REQUIREMENTS: Return each line of the material below that contains the word "item", matching case exactly.

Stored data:
·····

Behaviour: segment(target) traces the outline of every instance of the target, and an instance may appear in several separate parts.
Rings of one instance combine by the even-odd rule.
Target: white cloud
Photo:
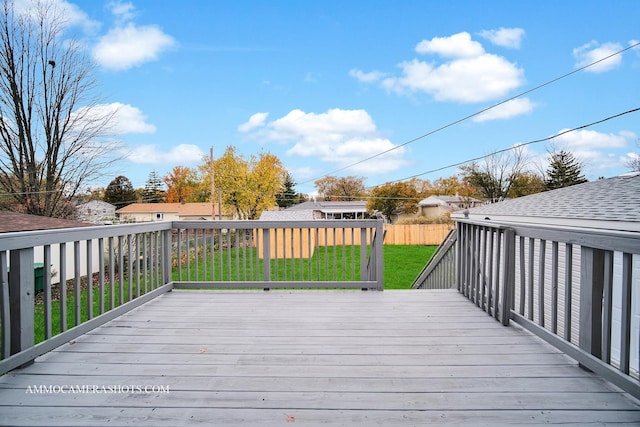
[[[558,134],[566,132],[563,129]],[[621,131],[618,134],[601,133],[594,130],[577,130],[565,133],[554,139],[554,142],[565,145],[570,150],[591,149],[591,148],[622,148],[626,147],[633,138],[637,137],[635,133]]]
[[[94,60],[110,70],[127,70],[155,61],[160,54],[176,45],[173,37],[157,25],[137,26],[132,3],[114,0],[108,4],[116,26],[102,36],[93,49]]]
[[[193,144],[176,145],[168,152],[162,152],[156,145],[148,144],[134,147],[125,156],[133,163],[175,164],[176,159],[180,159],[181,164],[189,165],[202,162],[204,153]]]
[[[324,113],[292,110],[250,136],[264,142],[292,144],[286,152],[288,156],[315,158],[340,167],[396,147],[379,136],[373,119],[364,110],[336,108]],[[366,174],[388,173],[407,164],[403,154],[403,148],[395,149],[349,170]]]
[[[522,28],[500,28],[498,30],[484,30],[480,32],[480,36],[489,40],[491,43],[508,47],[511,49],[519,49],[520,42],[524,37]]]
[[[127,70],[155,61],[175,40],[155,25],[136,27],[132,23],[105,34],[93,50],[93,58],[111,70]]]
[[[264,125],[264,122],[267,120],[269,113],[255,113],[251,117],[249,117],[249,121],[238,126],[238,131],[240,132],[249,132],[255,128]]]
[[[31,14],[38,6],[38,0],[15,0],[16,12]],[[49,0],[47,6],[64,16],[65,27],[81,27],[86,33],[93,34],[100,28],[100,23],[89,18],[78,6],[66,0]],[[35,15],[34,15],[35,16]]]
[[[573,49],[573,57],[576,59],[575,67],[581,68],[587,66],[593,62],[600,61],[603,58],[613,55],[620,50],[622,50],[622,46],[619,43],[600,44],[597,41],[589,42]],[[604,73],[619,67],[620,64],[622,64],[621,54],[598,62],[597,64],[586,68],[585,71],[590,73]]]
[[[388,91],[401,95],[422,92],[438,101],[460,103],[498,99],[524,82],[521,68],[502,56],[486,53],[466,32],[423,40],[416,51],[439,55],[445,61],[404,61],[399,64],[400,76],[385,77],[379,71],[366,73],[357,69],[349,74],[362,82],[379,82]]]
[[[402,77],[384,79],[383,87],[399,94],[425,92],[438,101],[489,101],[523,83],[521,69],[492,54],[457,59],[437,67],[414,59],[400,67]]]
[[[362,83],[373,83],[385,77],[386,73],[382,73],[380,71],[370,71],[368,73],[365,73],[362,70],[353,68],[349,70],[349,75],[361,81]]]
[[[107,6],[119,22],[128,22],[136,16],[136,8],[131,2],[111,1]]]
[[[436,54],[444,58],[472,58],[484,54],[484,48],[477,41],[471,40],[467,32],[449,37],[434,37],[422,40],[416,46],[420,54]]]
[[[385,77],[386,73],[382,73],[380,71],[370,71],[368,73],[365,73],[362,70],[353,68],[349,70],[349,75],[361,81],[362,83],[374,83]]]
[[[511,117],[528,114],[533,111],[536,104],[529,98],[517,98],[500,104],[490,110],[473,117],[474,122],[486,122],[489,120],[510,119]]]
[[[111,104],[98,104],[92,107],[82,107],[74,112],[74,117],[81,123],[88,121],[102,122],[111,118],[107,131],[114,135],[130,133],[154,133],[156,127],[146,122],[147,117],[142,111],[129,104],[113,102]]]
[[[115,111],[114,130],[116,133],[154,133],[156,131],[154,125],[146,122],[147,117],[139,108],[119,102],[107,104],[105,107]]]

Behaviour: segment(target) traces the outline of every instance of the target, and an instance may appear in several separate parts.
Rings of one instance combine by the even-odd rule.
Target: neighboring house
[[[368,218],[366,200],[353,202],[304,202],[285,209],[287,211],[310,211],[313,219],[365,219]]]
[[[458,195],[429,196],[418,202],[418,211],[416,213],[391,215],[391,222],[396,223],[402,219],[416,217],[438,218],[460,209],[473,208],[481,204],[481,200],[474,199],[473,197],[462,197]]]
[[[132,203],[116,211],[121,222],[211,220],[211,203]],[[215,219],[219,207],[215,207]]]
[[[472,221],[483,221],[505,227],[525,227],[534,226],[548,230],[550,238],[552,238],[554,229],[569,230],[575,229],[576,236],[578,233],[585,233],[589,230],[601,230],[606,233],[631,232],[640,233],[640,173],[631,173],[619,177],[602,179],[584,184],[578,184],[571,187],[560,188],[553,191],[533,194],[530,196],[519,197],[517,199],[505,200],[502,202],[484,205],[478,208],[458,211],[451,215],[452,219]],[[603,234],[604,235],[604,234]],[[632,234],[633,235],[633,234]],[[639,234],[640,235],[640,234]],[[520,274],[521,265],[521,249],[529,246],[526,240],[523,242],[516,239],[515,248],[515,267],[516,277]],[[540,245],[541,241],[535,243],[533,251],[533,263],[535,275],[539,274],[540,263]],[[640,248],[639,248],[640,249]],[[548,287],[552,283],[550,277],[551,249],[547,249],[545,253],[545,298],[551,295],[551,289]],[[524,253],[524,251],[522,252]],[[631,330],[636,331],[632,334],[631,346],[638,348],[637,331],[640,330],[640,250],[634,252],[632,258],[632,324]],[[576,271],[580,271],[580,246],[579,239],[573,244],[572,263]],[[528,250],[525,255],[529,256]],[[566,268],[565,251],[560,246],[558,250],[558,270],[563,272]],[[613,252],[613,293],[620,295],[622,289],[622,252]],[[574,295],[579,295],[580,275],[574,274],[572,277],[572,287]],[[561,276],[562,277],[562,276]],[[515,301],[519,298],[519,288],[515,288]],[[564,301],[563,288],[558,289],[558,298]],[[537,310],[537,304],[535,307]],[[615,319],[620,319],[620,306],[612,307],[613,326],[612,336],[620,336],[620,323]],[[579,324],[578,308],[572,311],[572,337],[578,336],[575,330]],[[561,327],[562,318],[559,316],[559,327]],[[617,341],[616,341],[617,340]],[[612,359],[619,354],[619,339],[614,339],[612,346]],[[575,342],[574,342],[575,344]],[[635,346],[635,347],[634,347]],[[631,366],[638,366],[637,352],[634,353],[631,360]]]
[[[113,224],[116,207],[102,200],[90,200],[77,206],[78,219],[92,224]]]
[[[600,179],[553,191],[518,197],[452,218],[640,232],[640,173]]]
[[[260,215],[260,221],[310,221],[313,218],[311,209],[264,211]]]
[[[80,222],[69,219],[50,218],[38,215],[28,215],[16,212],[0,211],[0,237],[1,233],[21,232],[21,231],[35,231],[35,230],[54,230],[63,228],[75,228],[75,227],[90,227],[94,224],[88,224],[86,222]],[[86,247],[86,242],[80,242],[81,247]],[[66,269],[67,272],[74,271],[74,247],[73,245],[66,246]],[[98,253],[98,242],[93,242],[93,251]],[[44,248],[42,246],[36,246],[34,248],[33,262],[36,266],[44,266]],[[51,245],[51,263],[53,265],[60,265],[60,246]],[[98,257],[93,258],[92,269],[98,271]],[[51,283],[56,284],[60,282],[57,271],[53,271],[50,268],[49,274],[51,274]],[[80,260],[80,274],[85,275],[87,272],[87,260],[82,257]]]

·····

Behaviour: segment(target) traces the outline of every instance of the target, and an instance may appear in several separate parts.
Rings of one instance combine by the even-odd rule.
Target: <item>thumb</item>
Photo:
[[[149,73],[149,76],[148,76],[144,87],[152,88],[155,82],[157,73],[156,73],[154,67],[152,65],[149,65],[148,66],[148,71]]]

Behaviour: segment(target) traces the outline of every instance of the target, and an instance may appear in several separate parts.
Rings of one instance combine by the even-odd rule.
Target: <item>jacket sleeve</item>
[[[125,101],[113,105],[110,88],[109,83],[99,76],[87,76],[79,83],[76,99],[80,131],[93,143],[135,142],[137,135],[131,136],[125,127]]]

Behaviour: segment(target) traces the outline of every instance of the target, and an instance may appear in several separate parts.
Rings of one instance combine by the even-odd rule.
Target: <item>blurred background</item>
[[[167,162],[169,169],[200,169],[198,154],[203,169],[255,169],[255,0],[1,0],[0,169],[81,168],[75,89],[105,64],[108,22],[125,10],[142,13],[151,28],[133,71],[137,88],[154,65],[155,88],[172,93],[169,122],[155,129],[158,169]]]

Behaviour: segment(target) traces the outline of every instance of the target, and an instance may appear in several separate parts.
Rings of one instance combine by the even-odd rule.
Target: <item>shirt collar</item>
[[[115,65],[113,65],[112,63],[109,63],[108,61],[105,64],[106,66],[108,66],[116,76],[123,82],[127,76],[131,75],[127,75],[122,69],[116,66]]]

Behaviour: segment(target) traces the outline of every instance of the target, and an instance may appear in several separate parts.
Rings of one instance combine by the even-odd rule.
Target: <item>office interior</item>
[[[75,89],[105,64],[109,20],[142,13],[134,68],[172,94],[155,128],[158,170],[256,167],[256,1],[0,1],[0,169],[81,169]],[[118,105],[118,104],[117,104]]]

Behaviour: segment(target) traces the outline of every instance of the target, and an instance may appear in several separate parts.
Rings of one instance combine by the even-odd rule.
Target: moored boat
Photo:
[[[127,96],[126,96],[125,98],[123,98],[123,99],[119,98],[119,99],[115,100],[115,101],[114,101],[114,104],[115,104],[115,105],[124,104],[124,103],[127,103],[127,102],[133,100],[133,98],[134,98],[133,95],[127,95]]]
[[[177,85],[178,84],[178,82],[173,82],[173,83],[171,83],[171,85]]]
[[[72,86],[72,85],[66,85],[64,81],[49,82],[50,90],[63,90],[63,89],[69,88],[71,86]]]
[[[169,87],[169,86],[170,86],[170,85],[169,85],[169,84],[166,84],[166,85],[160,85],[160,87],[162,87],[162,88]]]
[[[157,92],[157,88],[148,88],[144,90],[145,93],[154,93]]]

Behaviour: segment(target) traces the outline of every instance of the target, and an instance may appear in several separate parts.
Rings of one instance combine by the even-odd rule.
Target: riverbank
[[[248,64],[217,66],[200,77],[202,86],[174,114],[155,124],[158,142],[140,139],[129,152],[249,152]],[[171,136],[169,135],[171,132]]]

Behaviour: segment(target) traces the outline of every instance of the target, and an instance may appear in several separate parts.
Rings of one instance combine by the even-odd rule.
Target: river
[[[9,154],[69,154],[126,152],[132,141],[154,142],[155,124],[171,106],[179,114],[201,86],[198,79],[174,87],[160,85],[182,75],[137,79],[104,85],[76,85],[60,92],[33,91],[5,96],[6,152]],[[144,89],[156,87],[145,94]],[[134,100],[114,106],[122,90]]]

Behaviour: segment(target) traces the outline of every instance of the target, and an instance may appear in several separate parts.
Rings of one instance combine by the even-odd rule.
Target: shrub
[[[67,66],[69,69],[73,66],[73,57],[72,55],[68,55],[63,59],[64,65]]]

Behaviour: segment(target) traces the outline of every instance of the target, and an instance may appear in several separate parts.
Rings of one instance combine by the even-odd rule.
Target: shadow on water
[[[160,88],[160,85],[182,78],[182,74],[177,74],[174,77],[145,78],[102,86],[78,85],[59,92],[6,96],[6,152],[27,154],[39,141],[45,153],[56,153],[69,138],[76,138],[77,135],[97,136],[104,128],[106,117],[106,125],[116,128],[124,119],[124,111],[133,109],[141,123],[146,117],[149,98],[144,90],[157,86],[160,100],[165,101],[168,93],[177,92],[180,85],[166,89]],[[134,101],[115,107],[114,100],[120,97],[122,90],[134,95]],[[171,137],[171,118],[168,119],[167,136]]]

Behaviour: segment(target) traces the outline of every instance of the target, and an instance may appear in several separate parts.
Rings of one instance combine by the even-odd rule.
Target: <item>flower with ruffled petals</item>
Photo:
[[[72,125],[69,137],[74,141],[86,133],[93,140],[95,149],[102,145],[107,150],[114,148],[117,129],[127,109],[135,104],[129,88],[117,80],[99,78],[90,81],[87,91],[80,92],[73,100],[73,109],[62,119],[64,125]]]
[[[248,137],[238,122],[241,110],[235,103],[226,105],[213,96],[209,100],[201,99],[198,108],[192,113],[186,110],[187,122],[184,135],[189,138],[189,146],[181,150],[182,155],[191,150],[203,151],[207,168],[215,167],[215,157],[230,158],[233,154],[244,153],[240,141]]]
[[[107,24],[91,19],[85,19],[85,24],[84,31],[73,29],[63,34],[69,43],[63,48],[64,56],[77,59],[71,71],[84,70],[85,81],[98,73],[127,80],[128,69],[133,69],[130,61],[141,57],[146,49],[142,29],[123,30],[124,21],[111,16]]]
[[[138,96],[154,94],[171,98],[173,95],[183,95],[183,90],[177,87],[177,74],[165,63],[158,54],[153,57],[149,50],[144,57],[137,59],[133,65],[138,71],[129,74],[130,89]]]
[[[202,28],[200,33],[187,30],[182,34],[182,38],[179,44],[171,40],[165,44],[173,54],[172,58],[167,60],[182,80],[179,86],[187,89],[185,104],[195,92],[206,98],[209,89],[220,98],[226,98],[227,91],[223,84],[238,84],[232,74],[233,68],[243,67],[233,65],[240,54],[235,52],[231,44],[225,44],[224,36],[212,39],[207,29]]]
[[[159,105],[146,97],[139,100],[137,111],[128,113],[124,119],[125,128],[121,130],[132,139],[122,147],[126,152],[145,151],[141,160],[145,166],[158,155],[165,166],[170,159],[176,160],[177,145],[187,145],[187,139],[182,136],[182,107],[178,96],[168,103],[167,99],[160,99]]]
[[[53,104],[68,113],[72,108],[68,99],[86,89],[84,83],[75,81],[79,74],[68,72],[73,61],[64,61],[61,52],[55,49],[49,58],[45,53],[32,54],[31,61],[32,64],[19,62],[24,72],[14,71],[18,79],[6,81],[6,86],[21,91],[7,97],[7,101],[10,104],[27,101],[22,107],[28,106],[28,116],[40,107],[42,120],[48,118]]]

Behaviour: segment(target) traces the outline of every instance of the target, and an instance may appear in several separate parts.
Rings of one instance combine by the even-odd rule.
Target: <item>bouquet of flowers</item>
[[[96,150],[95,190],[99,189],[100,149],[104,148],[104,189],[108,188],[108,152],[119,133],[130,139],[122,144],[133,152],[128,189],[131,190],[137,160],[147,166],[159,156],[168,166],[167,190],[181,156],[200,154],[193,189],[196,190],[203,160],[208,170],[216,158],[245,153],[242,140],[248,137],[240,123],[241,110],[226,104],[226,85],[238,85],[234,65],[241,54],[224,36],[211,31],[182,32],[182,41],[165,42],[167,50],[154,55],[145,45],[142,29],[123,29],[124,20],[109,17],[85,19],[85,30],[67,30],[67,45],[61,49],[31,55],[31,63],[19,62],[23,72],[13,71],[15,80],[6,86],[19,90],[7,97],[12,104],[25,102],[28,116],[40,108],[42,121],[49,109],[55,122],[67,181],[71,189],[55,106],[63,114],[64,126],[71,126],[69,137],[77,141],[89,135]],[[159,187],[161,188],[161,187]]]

·····

RESULT FOR THIS EXERCISE:
Target: <item>thumb</item>
Target: <item>jacket sleeve</item>
Target: <item>blurred background</item>
Target: <item>shirt collar</item>
Target: <item>office interior</item>
Target: <item>flower with ruffled petals</item>
Target: <item>bouquet of flowers</item>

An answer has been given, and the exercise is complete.